[Arbeitsanweisung]: Zitieren Sie aus dem bereitgestellten Text wörtlich die Stelle von „Über die Teamquarantäne“ bis „Ende zu spielen.“.

[Bereitgestellter Text]:
--- --- ---
Über die Teamquarantäne in Australien: „Wir haben vor drei Wochen noch zu Hause gegen Melbourne vor Zuschauern gespielt. Nach dem Spiel kamen wir in der Kabine zusammen, und es wurde uns mitgeteilt, dass man 14 Tage in Isolation gehen muss, wenn man in Australien oder Neuseeland das Land betritt. Daher mussten wir so schnell wie möglich nach Australien kommen, um dort für sieben bis acht Wochen zu bleiben, um die Saison mit englischen Wochen zu Ende zu spielen.
Nach sechs Tagen mussten wir unser Isolationscamp in Australien aber wieder verlassen, weil wir sonst aufgrund der Alarmstufe nicht mehr nach Neuseeland hätten einreisen dürfen. Es gab keine Ausnahmen, deswegen waren wir zum Handeln gezwungen. Die Anwälte unseres Vereins haben sich sehr darum gekümmert, dass wir noch vor dem Einsetzen der Alarmstufe zurück ins Land konnten. Dafür bin sehr dankbar. Am 22. April wird es eine neue Entscheidung geben. Bis dahin werde ich im Homeoffice meine Kraftübungen machen. Ich habe auch schon über Youtube mit Yoga angefangen.“
Über seine ersten Monate in Neuseeland: „Es hat ein bisschen gedauert, bis ich mich hier zurechtgefunden habe. Auch mit der Mannschaft sind wir schwer in die Saison gekommen. Wir hatten ein Tief. Viele haben schon gesagt, dass wir die schlechteste Mannschaft der Vereinsgeschichte seien. Es gab viel Kritik. Wir hatten eine neue Mannschaft, einen neuen Trainer. Wir mussten uns erst finden. Nach sechs Spieltagen haben wir uns dann auf einmal in einen Rausch gespielt. Jetzt stehen wir als Tabellendritter so gut da, wie der Verein noch nie dastand. Deswegen ist die Unterbrechung schade. Ich hoffe, dass wir die Saison noch zu Ende bringen können.“
Über den plötzlichen Wechsel vom HSV nach Neuseeland: „Im Sommerurlaub habe ich den Anruf bekommen, dass mit mir beim HSV nicht mehr geplant wird. Das hatte mich schon getroffen, weil ich mir unter Jonas Boldt und Dieter Hecking neue Hoffnungen gemacht hatte, meine gefühlt zehnte Chance beim HSV zu bekommen. Dem war leider nicht so. Ich habe dann aus dem Urlaub heraus versucht mich umzuhören. Es gab auch Gespräche mit Drittligisten, aber das hat mich nicht mehr gereizt. Über einen bekannten Berater habe ich alles selbst initiiert.
--- --- ---
Einträge aus einer Sammlung:
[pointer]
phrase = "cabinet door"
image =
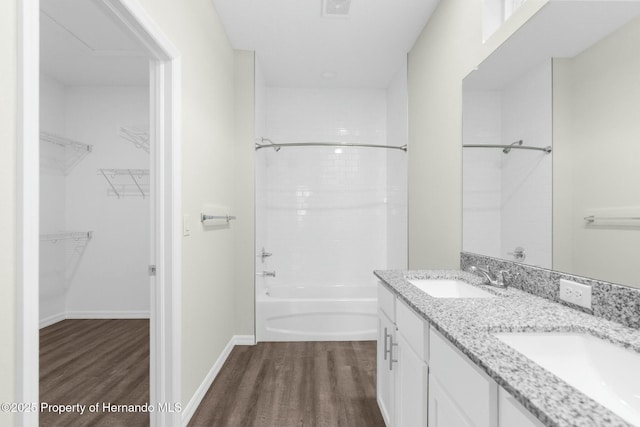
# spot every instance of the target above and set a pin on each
(443, 412)
(411, 385)
(385, 381)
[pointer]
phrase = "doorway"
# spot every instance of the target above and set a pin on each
(163, 69)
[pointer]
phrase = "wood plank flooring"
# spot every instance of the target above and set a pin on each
(315, 384)
(328, 384)
(95, 361)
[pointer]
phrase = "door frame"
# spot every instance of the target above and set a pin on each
(165, 295)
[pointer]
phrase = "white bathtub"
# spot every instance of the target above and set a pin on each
(317, 313)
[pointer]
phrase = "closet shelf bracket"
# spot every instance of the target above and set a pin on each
(135, 181)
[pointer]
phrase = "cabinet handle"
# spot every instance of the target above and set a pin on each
(391, 359)
(385, 343)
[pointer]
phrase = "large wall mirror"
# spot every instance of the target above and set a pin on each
(551, 137)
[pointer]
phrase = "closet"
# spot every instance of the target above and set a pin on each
(94, 174)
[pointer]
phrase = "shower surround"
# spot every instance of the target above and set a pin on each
(328, 215)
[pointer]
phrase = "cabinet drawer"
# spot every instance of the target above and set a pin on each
(387, 302)
(473, 391)
(413, 328)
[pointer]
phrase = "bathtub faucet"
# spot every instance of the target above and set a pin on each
(266, 273)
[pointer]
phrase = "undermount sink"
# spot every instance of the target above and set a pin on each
(607, 373)
(450, 288)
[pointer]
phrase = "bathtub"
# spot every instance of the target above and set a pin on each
(316, 313)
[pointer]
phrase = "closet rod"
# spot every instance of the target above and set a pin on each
(278, 145)
(64, 142)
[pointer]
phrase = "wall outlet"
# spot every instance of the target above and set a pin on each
(575, 293)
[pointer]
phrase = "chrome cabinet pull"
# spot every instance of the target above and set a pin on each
(391, 359)
(385, 343)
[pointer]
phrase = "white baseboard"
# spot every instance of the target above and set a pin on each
(48, 321)
(108, 314)
(195, 401)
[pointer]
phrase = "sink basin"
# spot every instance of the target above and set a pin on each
(450, 288)
(607, 373)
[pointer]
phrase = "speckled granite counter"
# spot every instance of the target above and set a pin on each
(470, 323)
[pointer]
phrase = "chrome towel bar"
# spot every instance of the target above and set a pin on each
(204, 217)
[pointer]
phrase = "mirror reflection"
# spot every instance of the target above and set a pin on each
(586, 106)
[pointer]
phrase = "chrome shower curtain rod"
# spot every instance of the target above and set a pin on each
(277, 146)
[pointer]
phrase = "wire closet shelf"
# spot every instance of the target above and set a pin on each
(277, 145)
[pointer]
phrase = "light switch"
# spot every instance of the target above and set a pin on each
(186, 225)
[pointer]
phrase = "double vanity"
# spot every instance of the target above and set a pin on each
(453, 351)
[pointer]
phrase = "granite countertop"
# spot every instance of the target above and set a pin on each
(470, 323)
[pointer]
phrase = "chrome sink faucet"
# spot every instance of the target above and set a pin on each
(490, 278)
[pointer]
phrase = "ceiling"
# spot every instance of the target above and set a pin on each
(80, 45)
(296, 46)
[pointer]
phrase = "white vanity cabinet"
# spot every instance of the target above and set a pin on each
(460, 393)
(424, 380)
(402, 368)
(512, 413)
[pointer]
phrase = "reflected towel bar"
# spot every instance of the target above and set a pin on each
(509, 147)
(594, 218)
(276, 146)
(227, 218)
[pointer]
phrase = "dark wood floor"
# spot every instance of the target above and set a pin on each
(95, 361)
(328, 384)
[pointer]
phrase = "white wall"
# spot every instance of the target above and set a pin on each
(326, 211)
(244, 206)
(482, 173)
(507, 197)
(449, 47)
(596, 162)
(106, 276)
(53, 283)
(111, 275)
(261, 177)
(8, 258)
(526, 175)
(208, 153)
(397, 135)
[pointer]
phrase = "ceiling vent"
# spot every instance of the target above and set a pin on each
(336, 8)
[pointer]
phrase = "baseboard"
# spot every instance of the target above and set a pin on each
(48, 321)
(107, 315)
(195, 401)
(244, 340)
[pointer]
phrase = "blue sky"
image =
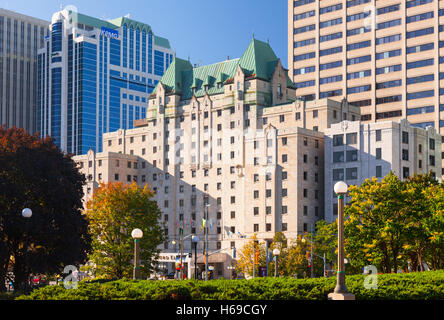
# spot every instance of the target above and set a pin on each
(205, 30)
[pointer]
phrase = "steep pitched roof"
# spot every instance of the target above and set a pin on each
(258, 61)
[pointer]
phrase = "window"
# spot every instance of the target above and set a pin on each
(330, 37)
(352, 155)
(338, 156)
(378, 153)
(358, 45)
(378, 171)
(405, 137)
(352, 173)
(304, 29)
(338, 140)
(388, 39)
(352, 138)
(338, 174)
(405, 172)
(432, 144)
(432, 160)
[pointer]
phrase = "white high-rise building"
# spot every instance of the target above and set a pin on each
(355, 152)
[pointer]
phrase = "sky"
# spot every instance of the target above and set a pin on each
(206, 31)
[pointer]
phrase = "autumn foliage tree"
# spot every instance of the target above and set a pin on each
(113, 212)
(35, 174)
(392, 223)
(252, 249)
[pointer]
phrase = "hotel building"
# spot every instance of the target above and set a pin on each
(95, 76)
(231, 135)
(20, 38)
(383, 56)
(355, 151)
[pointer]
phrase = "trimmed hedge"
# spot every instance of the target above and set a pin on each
(405, 286)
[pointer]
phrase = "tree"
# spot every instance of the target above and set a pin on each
(294, 261)
(244, 263)
(113, 212)
(376, 218)
(434, 226)
(394, 224)
(36, 174)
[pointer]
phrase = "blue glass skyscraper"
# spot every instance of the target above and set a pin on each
(95, 76)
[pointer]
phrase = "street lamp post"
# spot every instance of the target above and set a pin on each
(27, 214)
(276, 253)
(206, 240)
(340, 292)
(195, 240)
(137, 234)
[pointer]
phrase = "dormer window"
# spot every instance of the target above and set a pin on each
(279, 91)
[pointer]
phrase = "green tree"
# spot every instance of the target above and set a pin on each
(113, 212)
(374, 230)
(34, 173)
(434, 226)
(244, 262)
(393, 224)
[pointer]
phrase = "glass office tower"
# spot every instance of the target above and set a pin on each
(20, 38)
(95, 76)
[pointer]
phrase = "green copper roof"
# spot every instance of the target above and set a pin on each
(90, 21)
(258, 61)
(162, 42)
(172, 79)
(131, 23)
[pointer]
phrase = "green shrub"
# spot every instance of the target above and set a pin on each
(410, 286)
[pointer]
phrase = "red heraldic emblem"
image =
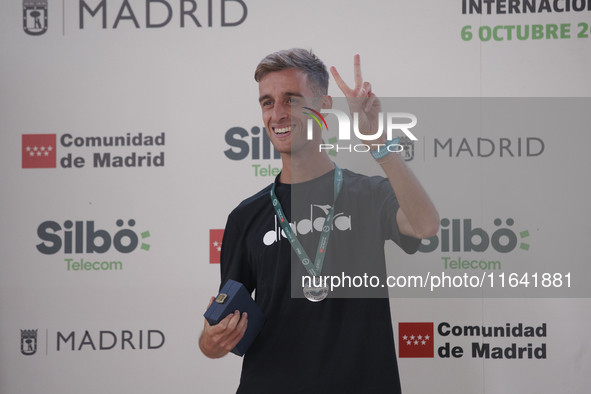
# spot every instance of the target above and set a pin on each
(415, 340)
(215, 245)
(39, 151)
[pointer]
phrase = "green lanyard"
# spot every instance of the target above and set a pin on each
(316, 268)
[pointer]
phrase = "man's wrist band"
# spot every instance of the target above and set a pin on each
(384, 150)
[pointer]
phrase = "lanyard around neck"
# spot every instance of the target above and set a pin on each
(316, 268)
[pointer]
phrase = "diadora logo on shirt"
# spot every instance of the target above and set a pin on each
(340, 222)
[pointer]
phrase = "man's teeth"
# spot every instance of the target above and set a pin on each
(283, 130)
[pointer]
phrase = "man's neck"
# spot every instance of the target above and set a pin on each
(298, 169)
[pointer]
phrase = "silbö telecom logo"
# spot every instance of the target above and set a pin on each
(81, 237)
(462, 238)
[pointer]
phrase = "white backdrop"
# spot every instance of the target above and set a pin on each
(136, 319)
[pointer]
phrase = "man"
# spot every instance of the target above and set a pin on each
(338, 345)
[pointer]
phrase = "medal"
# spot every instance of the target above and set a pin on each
(312, 291)
(315, 293)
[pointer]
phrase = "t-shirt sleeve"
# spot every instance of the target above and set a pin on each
(234, 259)
(390, 208)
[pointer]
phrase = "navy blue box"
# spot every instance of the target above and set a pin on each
(232, 297)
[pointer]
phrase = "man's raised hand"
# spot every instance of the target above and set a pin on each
(361, 100)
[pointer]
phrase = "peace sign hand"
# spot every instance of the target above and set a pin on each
(362, 100)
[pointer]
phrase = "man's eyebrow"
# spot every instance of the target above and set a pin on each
(286, 94)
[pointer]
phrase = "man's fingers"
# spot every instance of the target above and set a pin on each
(369, 104)
(357, 71)
(239, 330)
(340, 83)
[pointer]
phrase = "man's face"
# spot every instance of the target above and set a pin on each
(282, 96)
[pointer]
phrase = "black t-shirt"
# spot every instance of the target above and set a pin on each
(339, 345)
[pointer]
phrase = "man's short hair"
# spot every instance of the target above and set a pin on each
(300, 59)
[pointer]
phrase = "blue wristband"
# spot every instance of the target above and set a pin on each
(383, 151)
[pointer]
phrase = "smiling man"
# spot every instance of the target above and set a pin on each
(318, 343)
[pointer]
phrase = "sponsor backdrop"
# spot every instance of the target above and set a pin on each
(131, 128)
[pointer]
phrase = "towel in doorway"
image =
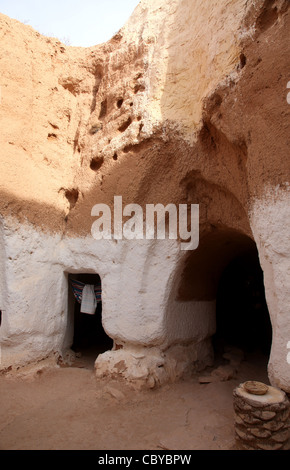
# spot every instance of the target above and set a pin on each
(78, 288)
(89, 301)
--- --- ---
[Lösung der Aufgabe]:
Über die Teamquarantäne in Australien: „Wir haben vor drei Wochen noch zu Hause gegen Melbourne vor Zuschauern gespielt. Nach dem Spiel kamen wir in der Kabine zusammen, und es wurde uns mitgeteilt, dass man 14 Tage in Isolation gehen muss, wenn man in Australien oder Neuseeland das Land betritt. Daher mussten wir so schnell wie möglich nach Australien kommen, um dort für sieben bis acht Wochen zu bleiben, um die Saison mit englischen Wochen zu Ende zu spielen.